L’attività cyber iraniana nel conflitto tra Israele e Hamas
Le attività cyber da parte dell’Iran si sono recentemente inserite anche nel contesto del conflitto tra Israele e Hamas. Ad esempio, il gruppo di hacker denominato Imperial Kitten ha scatenato un’offensiva massiccia tramite malware, phishing e Vpn rubate compromettendo siti israeliani che raccoglievano informazioni dei visitatori.
Nelle quattro settimane successive agli attacchi di Hamas del 7 ottobre, invece, un collettivo di presunti hacker iraniani noto come Soldiers of Solomon avrebbe rivendicato un attacco a numerose telecamere di sicurezza in Israele, dichiarando di aver estratto enormi quantità di dati e di aver catturato screenshot da telecamere connesse a Internet.
Microsoft, tuttavia, ha individuato attività legate all’Iran solo il 18 ottobre. Secondo i ricercatori dell’azienda, gli hacker legati all’Iran hanno enfatizzato eccessivamente l’impatto delle loro azioni nel contesto del conflitto.
In seguito alla rivendicazione, il capo della Direzione informatica nazionale israeliana, Gaby Portnoy, ha espresso preoccupazione riguardo alla possibilità che l’Iran possa intensificare il conflitto nel cyberspazio. In un’intervista concessa alla CNN, Portnoy ha paventato l’eventualità di attacchi più gravi alle infrastrutture qualora il conflitto perduri per un lungo periodo di tempo, sottolineando la reale possibilità di un’escalation.
Non è chiaro se l’attività informatica da parte di elementi iraniani sostenitori di Hamas sia stata orchestrata in accordo con il gruppo terroristico per fungere da supporto nel cyberspazio alle operazioni di terra o l’appoggio all’organizzazione sia stato un’iniziativa indipendente. Quest’ultima ipotesi avvalorerebbe quanto affermato da funzionari del governo statunitense, secondo cui l’Iran probabilmente non era direttamente coinvolto nella pianificazione e nell’esecuzione dell’attacco del 7 ottobre. Secondo Simeon Kakpovi, analista di Microsoft, i gruppi di hacker iraniani sono stati colti alla sprovvista dall’attacco di Hamas, e solo in seguito si sarebbero organizzati per orientare le operazioni che già stavano conducendo contro Israele dando loro una connotazione a sostegno di Hamas.
Un esempio di tali operazioni potrebbe essere quella rilevata dall’azienda statunitense di sicurezza informatica Palo Alto Networks, che il 6 novembre ha annunciato di aver efficacemente contrastato i tentativi – iniziati già a gennaio – di un gruppo di hacker iraniani di perpetrare attacchi volti al furto dei dati nei confronti di una serie di istituzioni accademiche e fornitori tecnologici israeliani.
Le preoccupazioni degli Usa
In ogni caso, le recenti attività informatiche da parte di attori legati all’Iran hanno sollevato preoccupazioni tra funzionari statunitensi e israeliani riguardo alla possibilità che Teheran utilizzi le sue capacità di hacking per colpire gli interessi di entrambi i paesi, evitando uno scontro diretto con Israele. Giovedì la società di cybersicurezza Crowdstrike ha riferito che un gruppo di hacker noto come Charming Kitten, collegato all’IRGC, ha preso di mira i settori dei trasporti, della logistica e della tecnologia con un nuovo malware. Nonostante ciò, i presunti hacker iraniani sembrano aver avuto un impatto limitato sugli obiettivi pubblicamente dichiarati in Israele fino ad ora. La loro intenzione sembra essere più che altro quella di plasmare la narrazione mediatica sulla presunta vulnerabilità di Israele e degli Stati Uniti agli attacchi informatici.

■ Compiti da svolgere
1. Secondo il brano sull'attività cyber iraniana, in quale data Microsoft ha individuato attività legate all'Iran?
2. Riporta dal brano sull'attività cyber iraniana il passaggio che inizia con "Non è chiaro" e prosegue fino a "sostegno di Hamas.".

■ Raccolta dati

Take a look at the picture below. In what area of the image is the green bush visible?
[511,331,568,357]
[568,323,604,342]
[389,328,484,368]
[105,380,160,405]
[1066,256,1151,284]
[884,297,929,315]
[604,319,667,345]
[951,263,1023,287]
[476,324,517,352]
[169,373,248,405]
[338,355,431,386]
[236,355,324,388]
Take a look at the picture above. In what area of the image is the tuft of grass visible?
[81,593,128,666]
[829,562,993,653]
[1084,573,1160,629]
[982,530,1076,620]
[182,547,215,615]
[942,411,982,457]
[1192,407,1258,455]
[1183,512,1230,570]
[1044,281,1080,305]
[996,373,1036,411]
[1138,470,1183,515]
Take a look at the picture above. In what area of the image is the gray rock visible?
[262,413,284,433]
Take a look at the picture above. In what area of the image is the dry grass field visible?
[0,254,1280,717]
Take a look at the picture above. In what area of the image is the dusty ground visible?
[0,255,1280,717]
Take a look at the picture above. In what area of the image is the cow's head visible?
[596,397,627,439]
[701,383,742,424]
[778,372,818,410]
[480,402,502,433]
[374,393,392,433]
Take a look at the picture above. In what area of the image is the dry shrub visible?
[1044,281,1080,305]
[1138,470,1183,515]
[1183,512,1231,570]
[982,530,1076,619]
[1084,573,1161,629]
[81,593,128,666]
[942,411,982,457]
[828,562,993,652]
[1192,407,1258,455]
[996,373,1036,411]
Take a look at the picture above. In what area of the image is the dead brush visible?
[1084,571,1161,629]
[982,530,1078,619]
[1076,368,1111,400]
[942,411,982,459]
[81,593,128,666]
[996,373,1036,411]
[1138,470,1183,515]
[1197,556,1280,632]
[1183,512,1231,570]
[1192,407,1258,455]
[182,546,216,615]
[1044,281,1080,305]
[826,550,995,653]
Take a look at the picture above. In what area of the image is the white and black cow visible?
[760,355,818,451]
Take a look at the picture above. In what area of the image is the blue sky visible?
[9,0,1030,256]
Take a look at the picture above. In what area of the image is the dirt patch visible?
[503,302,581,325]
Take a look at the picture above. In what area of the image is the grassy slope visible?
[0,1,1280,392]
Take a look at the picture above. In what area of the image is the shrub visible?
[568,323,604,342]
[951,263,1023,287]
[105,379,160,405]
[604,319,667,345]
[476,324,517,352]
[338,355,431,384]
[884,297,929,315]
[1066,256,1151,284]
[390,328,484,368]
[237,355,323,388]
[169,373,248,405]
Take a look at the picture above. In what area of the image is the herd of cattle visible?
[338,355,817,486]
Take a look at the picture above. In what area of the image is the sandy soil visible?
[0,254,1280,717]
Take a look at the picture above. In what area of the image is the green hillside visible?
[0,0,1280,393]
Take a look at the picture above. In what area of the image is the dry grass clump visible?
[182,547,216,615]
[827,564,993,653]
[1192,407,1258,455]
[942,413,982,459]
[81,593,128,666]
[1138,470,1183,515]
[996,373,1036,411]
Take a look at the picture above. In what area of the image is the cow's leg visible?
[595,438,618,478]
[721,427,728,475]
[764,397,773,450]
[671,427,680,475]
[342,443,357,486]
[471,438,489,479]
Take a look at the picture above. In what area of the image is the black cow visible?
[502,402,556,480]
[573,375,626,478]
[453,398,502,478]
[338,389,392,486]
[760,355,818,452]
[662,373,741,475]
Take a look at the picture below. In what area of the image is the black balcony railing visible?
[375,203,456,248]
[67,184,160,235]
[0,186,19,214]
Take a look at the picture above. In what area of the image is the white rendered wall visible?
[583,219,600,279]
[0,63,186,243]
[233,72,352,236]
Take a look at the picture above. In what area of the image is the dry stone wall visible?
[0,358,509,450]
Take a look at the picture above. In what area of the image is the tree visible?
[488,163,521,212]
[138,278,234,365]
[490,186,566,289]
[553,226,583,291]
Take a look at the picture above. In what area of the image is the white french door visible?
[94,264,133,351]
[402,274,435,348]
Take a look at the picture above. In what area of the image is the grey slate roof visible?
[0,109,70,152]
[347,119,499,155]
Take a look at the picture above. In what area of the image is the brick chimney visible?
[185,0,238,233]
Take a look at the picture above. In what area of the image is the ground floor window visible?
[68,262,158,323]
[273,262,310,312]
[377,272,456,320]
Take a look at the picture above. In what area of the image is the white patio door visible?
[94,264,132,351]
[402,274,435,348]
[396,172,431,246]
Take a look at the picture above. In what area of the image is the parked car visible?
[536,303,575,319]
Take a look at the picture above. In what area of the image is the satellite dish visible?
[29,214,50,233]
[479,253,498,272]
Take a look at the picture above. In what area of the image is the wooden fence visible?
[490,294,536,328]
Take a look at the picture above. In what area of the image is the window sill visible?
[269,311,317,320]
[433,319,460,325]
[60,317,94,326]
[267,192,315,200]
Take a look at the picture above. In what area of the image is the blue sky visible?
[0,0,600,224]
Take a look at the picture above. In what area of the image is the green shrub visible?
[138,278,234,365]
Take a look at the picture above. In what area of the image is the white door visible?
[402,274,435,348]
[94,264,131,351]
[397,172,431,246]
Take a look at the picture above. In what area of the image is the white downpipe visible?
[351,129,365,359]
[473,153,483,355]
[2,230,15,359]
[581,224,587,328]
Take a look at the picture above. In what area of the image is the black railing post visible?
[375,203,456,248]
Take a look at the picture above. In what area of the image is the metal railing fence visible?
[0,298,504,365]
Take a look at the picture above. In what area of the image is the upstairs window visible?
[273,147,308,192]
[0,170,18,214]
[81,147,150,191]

■ Risultati
1. Il 18 ottobre.

2.
Non è chiaro se l’attività informatica da parte di elementi iraniani sostenitori di Hamas sia stata orchestrata in accordo con il gruppo terroristico per fungere da supporto nel cyberspazio alle operazioni di terra o l’appoggio all’organizzazione sia stato un’iniziativa indipendente. Quest’ultima ipotesi avvalorerebbe quanto affermato da funzionari del governo statunitense, secondo cui l’Iran probabilmente non era direttamente coinvolto nella pianificazione e nell’esecuzione dell’attacco del 7 ottobre. Secondo Simeon Kakpovi, analista di Microsoft, i gruppi di hacker iraniani sono stati colti alla sprovvista dall’attacco di Hamas, e solo in seguito si sarebbero organizzati per orientare le operazioni che già stavano conducendo contro Israele dando loro una connotazione a sostegno di Hamas.